## WORK TO DO
Locate each line in the data below that contains the word "covered", and copy those lines out. Case counts.

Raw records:
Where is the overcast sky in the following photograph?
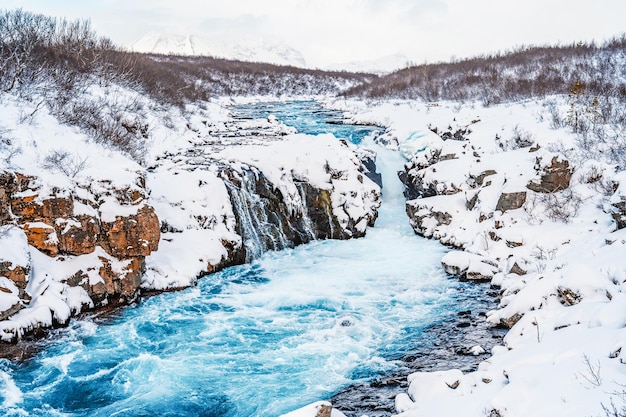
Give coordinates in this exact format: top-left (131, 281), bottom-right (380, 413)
top-left (0, 0), bottom-right (626, 67)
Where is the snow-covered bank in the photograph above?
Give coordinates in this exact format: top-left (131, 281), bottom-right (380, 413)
top-left (0, 91), bottom-right (380, 341)
top-left (294, 97), bottom-right (626, 417)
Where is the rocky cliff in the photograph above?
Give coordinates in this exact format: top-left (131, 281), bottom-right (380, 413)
top-left (0, 171), bottom-right (160, 340)
top-left (0, 135), bottom-right (380, 341)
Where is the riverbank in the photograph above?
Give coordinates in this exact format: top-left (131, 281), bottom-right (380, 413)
top-left (294, 97), bottom-right (626, 417)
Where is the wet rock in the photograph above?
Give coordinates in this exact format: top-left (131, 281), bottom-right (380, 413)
top-left (509, 262), bottom-right (527, 276)
top-left (496, 191), bottom-right (526, 213)
top-left (406, 200), bottom-right (452, 237)
top-left (500, 313), bottom-right (522, 329)
top-left (0, 261), bottom-right (30, 297)
top-left (611, 200), bottom-right (626, 230)
top-left (55, 216), bottom-right (100, 255)
top-left (467, 169), bottom-right (497, 188)
top-left (22, 222), bottom-right (59, 256)
top-left (91, 256), bottom-right (144, 305)
top-left (315, 404), bottom-right (333, 417)
top-left (331, 284), bottom-right (506, 417)
top-left (357, 148), bottom-right (383, 188)
top-left (100, 205), bottom-right (161, 259)
top-left (526, 156), bottom-right (572, 193)
top-left (556, 287), bottom-right (582, 306)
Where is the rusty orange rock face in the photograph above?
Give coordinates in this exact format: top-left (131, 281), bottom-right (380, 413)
top-left (55, 215), bottom-right (100, 255)
top-left (0, 261), bottom-right (30, 290)
top-left (22, 222), bottom-right (59, 256)
top-left (102, 206), bottom-right (161, 259)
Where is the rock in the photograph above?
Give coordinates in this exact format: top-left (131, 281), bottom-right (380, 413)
top-left (22, 222), bottom-right (59, 256)
top-left (86, 256), bottom-right (144, 305)
top-left (40, 197), bottom-right (74, 224)
top-left (99, 205), bottom-right (161, 259)
top-left (315, 404), bottom-right (333, 417)
top-left (611, 200), bottom-right (626, 230)
top-left (357, 148), bottom-right (383, 188)
top-left (556, 287), bottom-right (582, 306)
top-left (0, 261), bottom-right (30, 297)
top-left (500, 313), bottom-right (522, 329)
top-left (395, 392), bottom-right (415, 413)
top-left (55, 216), bottom-right (100, 255)
top-left (467, 169), bottom-right (497, 188)
top-left (441, 251), bottom-right (498, 281)
top-left (526, 156), bottom-right (572, 193)
top-left (509, 262), bottom-right (527, 276)
top-left (496, 191), bottom-right (526, 213)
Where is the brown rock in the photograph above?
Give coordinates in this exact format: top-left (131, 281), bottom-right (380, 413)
top-left (315, 404), bottom-right (333, 417)
top-left (0, 302), bottom-right (24, 320)
top-left (92, 256), bottom-right (144, 304)
top-left (496, 191), bottom-right (526, 213)
top-left (22, 222), bottom-right (59, 256)
top-left (41, 197), bottom-right (74, 223)
top-left (556, 287), bottom-right (582, 306)
top-left (500, 313), bottom-right (522, 329)
top-left (101, 206), bottom-right (161, 259)
top-left (468, 169), bottom-right (497, 188)
top-left (11, 194), bottom-right (43, 221)
top-left (526, 156), bottom-right (572, 193)
top-left (0, 261), bottom-right (30, 293)
top-left (509, 262), bottom-right (527, 276)
top-left (55, 216), bottom-right (100, 255)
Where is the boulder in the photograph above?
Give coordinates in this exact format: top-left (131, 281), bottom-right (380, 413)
top-left (526, 156), bottom-right (572, 193)
top-left (100, 205), bottom-right (161, 259)
top-left (496, 191), bottom-right (526, 213)
top-left (55, 215), bottom-right (100, 255)
top-left (90, 256), bottom-right (144, 305)
top-left (500, 313), bottom-right (522, 329)
top-left (22, 222), bottom-right (59, 256)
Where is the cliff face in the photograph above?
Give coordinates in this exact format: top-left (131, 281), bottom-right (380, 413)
top-left (0, 133), bottom-right (380, 341)
top-left (0, 171), bottom-right (160, 340)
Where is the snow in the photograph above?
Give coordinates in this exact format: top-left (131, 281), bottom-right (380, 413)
top-left (0, 54), bottom-right (626, 417)
top-left (129, 33), bottom-right (306, 68)
top-left (329, 97), bottom-right (626, 417)
top-left (281, 401), bottom-right (345, 417)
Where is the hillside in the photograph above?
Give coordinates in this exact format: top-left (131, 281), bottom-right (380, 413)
top-left (344, 35), bottom-right (626, 105)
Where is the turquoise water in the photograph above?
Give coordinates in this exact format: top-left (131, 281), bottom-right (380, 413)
top-left (0, 102), bottom-right (471, 417)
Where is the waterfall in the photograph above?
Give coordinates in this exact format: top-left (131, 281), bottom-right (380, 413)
top-left (224, 169), bottom-right (317, 262)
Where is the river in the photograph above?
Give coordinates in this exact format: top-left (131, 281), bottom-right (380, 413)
top-left (0, 101), bottom-right (488, 417)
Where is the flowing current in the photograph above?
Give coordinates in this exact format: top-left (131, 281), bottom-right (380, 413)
top-left (0, 102), bottom-right (476, 417)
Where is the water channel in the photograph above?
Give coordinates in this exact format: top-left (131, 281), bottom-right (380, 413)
top-left (0, 102), bottom-right (488, 417)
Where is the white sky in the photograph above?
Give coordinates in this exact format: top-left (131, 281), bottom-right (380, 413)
top-left (0, 0), bottom-right (626, 67)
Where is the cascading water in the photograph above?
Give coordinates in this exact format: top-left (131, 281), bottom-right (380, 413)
top-left (0, 102), bottom-right (488, 417)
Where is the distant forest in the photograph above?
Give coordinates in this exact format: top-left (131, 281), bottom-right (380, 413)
top-left (342, 35), bottom-right (626, 105)
top-left (0, 9), bottom-right (626, 106)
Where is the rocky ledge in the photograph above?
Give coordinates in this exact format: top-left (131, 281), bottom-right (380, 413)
top-left (0, 171), bottom-right (160, 341)
top-left (0, 135), bottom-right (380, 342)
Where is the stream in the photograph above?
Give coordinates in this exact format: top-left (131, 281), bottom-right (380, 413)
top-left (0, 101), bottom-right (498, 417)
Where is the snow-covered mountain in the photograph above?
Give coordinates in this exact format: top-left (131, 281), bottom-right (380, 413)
top-left (325, 53), bottom-right (410, 74)
top-left (129, 33), bottom-right (306, 67)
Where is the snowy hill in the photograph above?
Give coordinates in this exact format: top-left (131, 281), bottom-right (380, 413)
top-left (129, 33), bottom-right (306, 67)
top-left (325, 53), bottom-right (409, 75)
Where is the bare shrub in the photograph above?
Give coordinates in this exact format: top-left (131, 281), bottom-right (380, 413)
top-left (524, 188), bottom-right (583, 224)
top-left (43, 150), bottom-right (89, 178)
top-left (496, 125), bottom-right (535, 151)
top-left (0, 126), bottom-right (22, 166)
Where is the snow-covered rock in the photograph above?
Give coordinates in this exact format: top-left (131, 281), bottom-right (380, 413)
top-left (129, 33), bottom-right (306, 68)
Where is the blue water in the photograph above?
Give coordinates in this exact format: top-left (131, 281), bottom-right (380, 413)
top-left (0, 102), bottom-right (478, 417)
top-left (234, 100), bottom-right (382, 144)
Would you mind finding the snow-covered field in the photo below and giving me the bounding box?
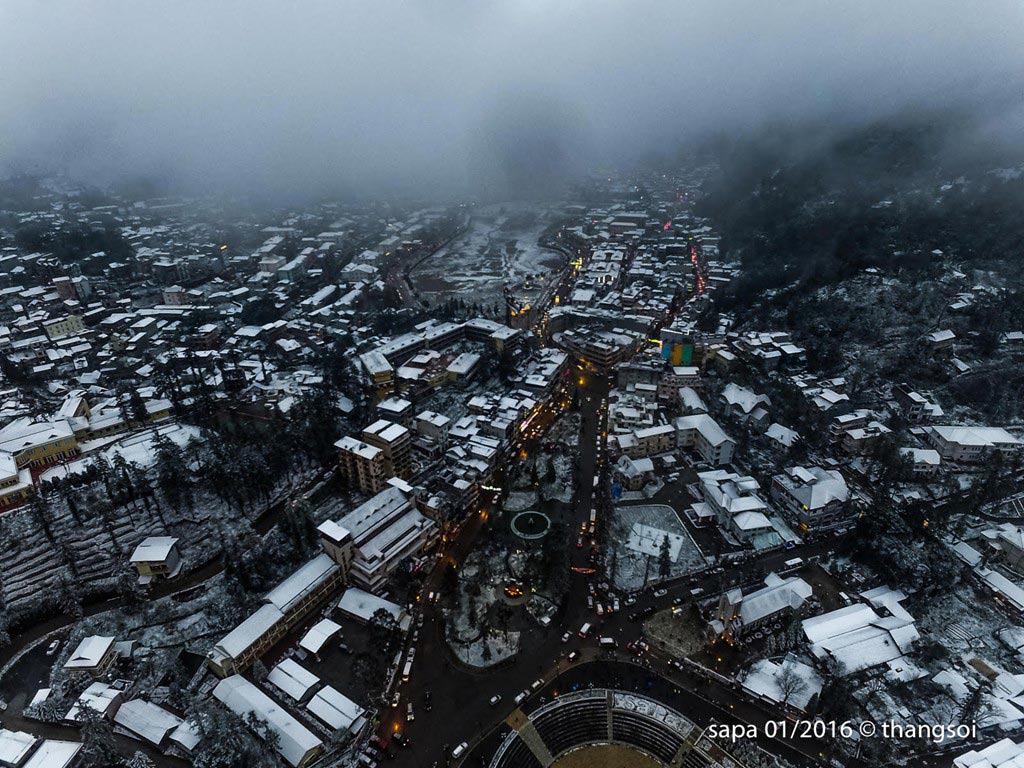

## TASK ANSWER
Where is the snow-covered bank in the photograph above?
Where is the snow-covered mountain in the photograph above?
Where is the snow-covered rock in the photograph above?
Would you mind finding the snow-covered field in the photo below and giving me the bounding box?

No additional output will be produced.